→ Exercise goal:
Using the entries below, quote exactly the span of lines that begins with the line containing "Category: pencil" and ends with the final line.

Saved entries
— begin —
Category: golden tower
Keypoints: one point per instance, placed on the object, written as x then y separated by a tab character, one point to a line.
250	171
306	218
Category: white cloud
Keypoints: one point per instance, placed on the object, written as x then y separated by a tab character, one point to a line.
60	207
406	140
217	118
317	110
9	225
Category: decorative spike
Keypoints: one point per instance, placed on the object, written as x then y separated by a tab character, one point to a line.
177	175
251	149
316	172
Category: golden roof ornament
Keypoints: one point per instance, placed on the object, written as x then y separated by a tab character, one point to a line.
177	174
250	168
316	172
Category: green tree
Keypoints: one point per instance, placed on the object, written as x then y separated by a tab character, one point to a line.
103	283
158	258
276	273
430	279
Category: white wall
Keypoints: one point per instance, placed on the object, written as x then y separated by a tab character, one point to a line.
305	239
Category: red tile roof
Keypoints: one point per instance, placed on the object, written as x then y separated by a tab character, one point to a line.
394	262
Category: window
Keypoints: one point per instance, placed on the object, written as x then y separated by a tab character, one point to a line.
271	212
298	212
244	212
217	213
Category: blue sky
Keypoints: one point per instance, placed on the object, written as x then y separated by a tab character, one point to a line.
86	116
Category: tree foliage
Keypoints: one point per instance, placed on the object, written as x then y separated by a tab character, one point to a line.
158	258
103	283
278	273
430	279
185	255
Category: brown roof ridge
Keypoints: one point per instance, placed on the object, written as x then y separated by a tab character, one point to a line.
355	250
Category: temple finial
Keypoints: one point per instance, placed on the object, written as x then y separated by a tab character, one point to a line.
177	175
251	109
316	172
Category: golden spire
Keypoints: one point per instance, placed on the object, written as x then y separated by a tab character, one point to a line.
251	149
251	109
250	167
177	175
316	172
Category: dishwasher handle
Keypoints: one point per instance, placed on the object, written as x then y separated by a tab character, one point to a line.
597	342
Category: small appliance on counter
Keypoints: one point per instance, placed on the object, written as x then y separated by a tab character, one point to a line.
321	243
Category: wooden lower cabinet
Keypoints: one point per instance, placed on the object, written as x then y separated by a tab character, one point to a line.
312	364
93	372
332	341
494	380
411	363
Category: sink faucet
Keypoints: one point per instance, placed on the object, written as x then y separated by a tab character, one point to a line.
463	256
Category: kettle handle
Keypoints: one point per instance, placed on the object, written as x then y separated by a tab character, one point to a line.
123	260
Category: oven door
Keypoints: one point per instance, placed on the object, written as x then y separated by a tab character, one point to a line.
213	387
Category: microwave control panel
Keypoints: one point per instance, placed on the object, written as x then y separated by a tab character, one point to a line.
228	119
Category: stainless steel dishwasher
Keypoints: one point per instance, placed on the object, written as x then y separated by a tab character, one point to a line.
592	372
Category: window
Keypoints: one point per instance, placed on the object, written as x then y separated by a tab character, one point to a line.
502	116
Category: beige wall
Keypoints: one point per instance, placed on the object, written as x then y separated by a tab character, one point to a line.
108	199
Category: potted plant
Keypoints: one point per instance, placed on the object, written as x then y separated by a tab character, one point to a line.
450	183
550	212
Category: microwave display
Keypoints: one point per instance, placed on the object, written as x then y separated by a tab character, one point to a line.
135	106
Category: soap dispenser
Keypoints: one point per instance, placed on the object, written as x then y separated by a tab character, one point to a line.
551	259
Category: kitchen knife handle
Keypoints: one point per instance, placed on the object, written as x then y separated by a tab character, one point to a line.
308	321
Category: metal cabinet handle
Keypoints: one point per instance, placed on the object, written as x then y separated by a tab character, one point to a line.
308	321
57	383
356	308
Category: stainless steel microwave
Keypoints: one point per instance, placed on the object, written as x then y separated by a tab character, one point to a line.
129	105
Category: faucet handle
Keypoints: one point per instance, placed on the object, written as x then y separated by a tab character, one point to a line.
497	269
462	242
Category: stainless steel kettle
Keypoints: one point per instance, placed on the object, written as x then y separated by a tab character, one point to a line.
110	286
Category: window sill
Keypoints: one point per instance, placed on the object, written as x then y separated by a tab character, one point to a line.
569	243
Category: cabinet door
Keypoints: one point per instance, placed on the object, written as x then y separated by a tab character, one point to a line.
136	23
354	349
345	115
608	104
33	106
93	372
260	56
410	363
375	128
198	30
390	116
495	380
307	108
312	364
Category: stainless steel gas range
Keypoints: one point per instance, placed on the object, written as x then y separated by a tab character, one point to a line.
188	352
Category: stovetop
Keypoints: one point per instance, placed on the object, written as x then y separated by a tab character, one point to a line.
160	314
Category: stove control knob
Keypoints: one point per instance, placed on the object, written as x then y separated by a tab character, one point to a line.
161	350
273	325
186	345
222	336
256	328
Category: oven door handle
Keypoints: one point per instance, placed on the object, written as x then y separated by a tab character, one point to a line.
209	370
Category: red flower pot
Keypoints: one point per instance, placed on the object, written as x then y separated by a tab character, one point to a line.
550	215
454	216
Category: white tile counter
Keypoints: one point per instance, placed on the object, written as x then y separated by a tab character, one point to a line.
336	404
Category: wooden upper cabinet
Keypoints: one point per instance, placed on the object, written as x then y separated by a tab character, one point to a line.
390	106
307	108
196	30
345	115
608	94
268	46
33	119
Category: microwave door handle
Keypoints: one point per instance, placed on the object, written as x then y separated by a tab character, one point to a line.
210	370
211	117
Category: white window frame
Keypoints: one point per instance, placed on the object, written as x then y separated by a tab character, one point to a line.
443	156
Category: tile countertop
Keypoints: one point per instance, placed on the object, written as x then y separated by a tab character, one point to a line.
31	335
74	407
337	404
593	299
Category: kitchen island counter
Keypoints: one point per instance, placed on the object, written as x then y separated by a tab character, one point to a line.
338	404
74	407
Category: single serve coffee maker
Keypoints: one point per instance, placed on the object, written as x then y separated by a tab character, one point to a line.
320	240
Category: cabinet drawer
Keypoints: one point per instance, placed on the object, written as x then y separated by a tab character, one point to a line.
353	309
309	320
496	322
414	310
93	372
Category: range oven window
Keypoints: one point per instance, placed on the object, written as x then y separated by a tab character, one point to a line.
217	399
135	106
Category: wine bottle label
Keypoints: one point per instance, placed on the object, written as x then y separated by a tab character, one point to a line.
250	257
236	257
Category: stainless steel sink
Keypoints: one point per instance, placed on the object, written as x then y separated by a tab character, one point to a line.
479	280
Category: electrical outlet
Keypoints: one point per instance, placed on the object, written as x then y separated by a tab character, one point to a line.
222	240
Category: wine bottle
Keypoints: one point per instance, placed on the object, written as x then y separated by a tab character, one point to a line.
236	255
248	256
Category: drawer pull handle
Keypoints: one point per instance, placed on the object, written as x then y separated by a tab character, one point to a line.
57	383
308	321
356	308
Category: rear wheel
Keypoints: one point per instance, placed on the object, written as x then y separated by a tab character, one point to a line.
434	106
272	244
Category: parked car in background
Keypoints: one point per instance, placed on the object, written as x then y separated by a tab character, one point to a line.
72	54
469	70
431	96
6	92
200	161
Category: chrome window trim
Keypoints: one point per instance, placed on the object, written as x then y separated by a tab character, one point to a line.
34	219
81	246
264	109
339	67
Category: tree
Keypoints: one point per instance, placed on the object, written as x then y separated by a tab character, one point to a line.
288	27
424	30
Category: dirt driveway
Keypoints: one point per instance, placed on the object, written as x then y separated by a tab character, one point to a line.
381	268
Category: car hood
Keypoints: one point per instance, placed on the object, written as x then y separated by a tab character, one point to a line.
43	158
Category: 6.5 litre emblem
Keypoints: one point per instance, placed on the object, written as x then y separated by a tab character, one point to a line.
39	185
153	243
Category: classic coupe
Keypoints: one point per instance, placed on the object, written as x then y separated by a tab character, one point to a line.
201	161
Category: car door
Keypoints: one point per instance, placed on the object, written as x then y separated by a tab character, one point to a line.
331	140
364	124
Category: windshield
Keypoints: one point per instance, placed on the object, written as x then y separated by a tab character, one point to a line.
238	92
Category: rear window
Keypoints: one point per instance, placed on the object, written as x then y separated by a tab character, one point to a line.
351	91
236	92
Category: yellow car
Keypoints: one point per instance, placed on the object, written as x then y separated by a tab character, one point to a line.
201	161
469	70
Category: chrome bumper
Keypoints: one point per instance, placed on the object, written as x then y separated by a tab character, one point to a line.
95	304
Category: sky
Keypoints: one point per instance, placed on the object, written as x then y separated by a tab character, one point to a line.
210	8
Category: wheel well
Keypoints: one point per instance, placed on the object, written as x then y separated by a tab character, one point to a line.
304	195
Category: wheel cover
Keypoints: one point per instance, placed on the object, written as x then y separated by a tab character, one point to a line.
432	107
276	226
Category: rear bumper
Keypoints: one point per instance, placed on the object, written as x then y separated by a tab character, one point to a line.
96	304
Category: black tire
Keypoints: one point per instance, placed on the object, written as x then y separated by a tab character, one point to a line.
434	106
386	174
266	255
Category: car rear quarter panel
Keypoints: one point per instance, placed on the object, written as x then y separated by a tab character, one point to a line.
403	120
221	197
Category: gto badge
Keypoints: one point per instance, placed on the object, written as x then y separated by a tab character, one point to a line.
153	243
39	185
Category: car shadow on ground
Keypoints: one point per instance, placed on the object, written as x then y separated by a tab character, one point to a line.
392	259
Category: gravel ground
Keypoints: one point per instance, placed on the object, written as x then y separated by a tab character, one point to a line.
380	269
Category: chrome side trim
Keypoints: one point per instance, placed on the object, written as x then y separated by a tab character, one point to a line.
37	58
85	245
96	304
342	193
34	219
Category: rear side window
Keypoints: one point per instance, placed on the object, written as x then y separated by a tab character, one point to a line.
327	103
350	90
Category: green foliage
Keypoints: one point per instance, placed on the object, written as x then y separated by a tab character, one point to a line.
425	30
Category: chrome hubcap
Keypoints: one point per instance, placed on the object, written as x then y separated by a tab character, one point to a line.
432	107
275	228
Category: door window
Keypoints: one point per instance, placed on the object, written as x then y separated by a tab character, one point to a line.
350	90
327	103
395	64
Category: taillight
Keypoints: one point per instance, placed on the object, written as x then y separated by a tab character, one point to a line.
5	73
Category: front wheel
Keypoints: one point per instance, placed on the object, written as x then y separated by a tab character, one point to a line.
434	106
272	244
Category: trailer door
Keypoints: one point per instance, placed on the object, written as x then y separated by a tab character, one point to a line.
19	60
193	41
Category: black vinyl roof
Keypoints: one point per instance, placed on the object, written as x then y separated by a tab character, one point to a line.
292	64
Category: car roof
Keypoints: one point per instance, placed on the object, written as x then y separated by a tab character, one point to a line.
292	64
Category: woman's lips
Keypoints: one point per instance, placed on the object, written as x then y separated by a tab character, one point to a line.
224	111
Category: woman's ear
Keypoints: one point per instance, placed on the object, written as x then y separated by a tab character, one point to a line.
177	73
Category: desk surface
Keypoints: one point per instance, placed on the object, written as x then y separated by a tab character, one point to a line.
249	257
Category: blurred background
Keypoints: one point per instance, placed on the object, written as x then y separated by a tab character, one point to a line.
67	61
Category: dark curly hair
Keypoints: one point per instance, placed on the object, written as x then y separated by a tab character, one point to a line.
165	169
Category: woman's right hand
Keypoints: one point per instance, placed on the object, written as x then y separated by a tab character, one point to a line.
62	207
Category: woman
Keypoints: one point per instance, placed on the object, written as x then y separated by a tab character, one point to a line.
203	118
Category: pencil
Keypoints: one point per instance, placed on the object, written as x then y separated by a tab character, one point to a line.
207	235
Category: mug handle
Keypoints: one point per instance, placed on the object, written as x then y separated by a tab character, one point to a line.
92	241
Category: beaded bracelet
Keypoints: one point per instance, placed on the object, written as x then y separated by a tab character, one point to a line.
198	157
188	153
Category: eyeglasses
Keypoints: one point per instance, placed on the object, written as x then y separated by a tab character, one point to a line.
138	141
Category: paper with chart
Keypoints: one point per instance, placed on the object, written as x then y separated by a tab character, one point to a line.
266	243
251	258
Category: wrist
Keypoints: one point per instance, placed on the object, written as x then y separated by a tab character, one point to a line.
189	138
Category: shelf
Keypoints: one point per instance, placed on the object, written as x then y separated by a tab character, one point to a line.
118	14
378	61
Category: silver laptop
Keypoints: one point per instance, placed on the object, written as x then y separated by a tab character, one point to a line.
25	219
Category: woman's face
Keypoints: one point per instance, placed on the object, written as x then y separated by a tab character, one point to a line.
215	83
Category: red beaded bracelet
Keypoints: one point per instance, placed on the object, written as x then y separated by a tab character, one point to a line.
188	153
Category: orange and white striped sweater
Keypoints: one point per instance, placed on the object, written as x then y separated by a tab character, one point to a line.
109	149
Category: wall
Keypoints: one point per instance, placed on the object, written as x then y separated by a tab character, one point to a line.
— end —
→ Solution below:
Category: pencil
Keypoints: one point per instance, placed on the object, written as x then y separated by a tab character, one point to a line.
207	235
Category: mug handle
Keypoints: one point per instance, placed on the object, written as x then y separated by a tab character, one point to a line.
92	241
Category: beaded bracelet
Keypoints: one point per instance, placed on the object, written as x then y separated by a tab character, one point to a line.
198	157
188	153
Category: eyeglasses
Keypoints: one point per instance, placed on the object, written as x then y separated by a tab character, one point to a line.
138	141
Category: paper with chart
Keypoints: one point per instance, placed on the object, written as x then y separated by a tab character, one point to a line.
266	243
251	258
Category: wrist
Keypoints: one point per instance, placed on the object, written as x then y separated by a tab character, one point to a line.
189	138
Category: shelf
Keypoints: one point per instance, placed on the object, written as x then y separated by a tab character, one point to a line.
118	14
378	61
Category: silver laptop
Keypoints: one point per instance, placed on the object, written as x then y separated by a tab character, one point to a line.
25	219
Category: woman's face
Keypoints: one point per instance, placed on the object, written as x then y separated by a tab character, one point to a line.
215	83
Category: red beaded bracelet
Keypoints: one point per instance, placed on the object, written as x then y separated by a tab character, one point to a line.
188	153
Category: orange and white striped sweater
Keypoints: one point per instance, placed on the object, written as x then y separated by a tab character, one point to a line.
109	149
Category: wall
Keypoints: one point per instance, placed on the object, written as x then y separated by a tab character, one point to a line.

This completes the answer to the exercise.